:: TEXT SEGMENT ::
## Start
U.N. Declaration on the Rights of Indigenous Peoples

Canada’s Actions that Undermine the Declaration

The list of prejudicial actions by the Canadian government include the following:

i) Use of incorrect title diminishes UN Declaration. The Canadian government repeatedly refers to the Declaration as “United Nations Draft Declaration on the Rights of Indigenous Peoples”. The incorrect addition of “Draft” in the title serves to unjustly diminish the status of the Declaration. It also demonstrates a lack of respect for the important work and achievements of the Human Rights Council. As the Assembly of First Nations (AFN) has underlined in the past, the precise title of the Declaration is United Nations Declaration on the Rights of Indigenous Peoples. The Declaration was adopted with this title by the Council on June 29, 2006, and as such is a UN instrument.

As highlighted at the Human Rights Council on March 20, 2007 by the Special Rapporteur on the situation of human rights and fundamental freedoms of indigenous people, Rodolfo Stavenhagen, the Declaration is already a “key reference” at the international level:

As an instrument to guide and frame best practices in favour of the human rights of Indigenous peoples, the Declaration already represents a key reference for the Council, the Office of the High Commissioner and United Nations agencies, as well as for international human rights bodies.

ii) Canada’s failure to consult Indigenous peoples. In the letter of February 26, 2007 of the Minister of Indian Affairs and Northern Development, it is stated that “it would have been preferable if there had been more of an opportunity to discuss Canadian concerns” with the text of the Declaration. In fairness, over the past year, there were countless opportunities to consult Indigenous peoples in Canada on both substantive and procedural aspects.

Since February 2006, when the Chair of the intersessional Working Group on the Declaration made public the final text, Canada has not engaged in meaningful and genuine consultations – despite Indigenous peoples’ repeated requests and in accordance with the Supreme Court of Canada’s interpretation of Canada’s constitutional duty to consult Indigenous peoples and accommodate indigenous concerns.
## End
:: LISTED ENTRIES ::
## Start
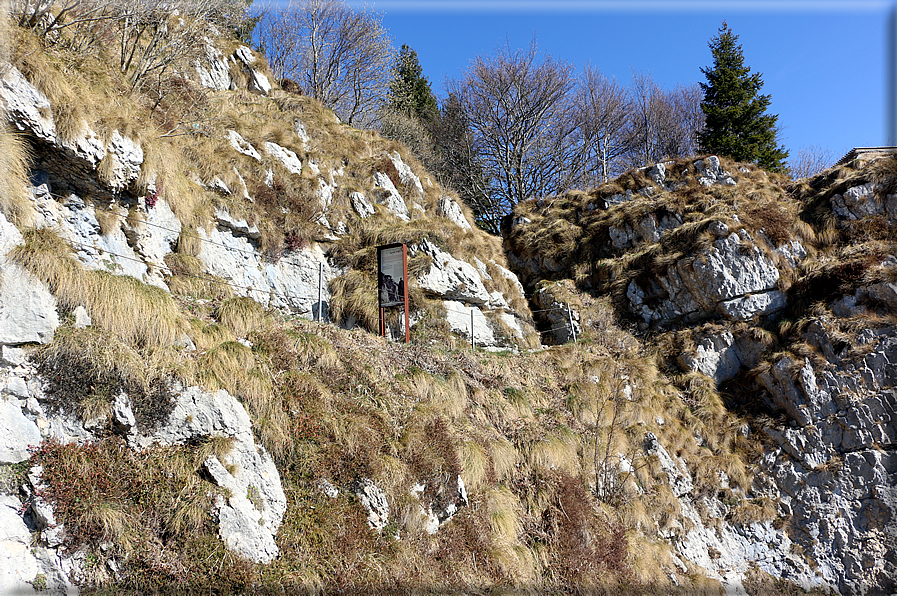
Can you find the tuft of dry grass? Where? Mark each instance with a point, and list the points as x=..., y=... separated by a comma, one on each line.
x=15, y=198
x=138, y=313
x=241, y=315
## End
## Start
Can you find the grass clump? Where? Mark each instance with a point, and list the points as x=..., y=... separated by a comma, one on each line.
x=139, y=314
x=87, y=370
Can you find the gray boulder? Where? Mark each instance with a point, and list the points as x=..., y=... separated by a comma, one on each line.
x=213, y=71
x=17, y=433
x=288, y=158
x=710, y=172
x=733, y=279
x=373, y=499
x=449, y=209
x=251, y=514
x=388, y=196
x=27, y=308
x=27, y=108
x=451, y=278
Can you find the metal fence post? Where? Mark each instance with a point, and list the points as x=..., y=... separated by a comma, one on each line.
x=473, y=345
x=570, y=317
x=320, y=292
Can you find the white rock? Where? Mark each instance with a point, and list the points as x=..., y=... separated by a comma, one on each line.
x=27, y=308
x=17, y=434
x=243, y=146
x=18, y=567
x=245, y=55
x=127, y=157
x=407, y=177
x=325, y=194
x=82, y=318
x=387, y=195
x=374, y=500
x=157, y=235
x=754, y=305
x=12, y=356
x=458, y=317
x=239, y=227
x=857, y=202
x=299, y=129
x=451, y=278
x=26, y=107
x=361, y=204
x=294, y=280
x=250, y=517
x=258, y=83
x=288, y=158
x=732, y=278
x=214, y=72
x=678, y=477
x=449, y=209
## End
## Start
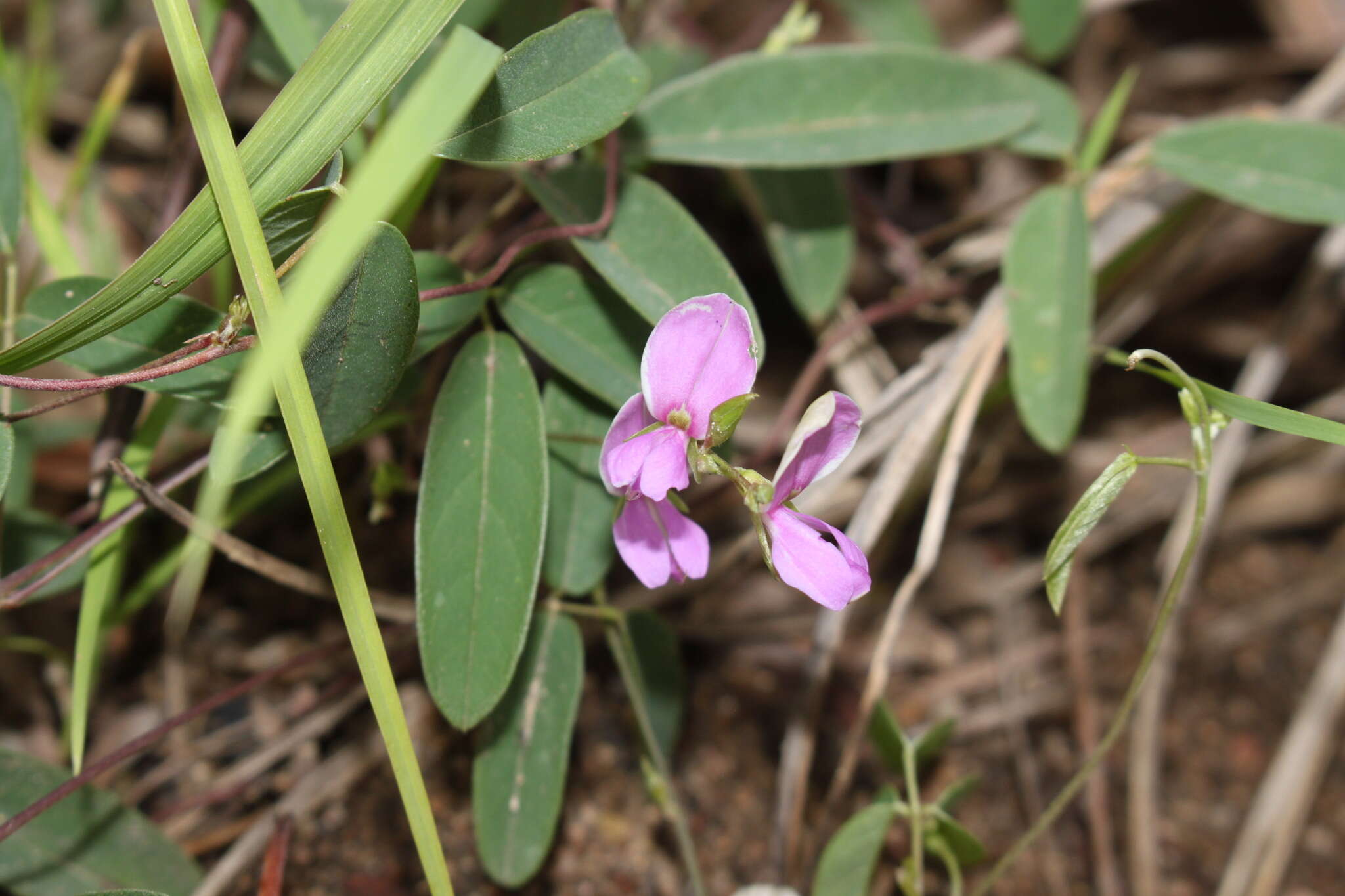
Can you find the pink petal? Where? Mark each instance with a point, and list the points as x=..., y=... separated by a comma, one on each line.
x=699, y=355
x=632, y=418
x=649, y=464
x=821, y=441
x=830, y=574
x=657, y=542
## End
:: TASK ::
In two sentences, summarize the text on Canada's actions that undermine the U.N. Declaration on the Rights of Indigenous Peoples.

:: RESPONSE ::
The Canadian government diminishes the Declaration by repeatedly calling it a "Draft," even though the Human Rights Council adopted it under its precise title on June 29, 2006, and the Special Rapporteur has described it as already a "key reference" at the international level. Canada has also failed to consult Indigenous peoples: since the final text was made public in February 2006, it has not engaged in meaningful and genuine consultations despite countless opportunities and Indigenous peoples' repeated requests.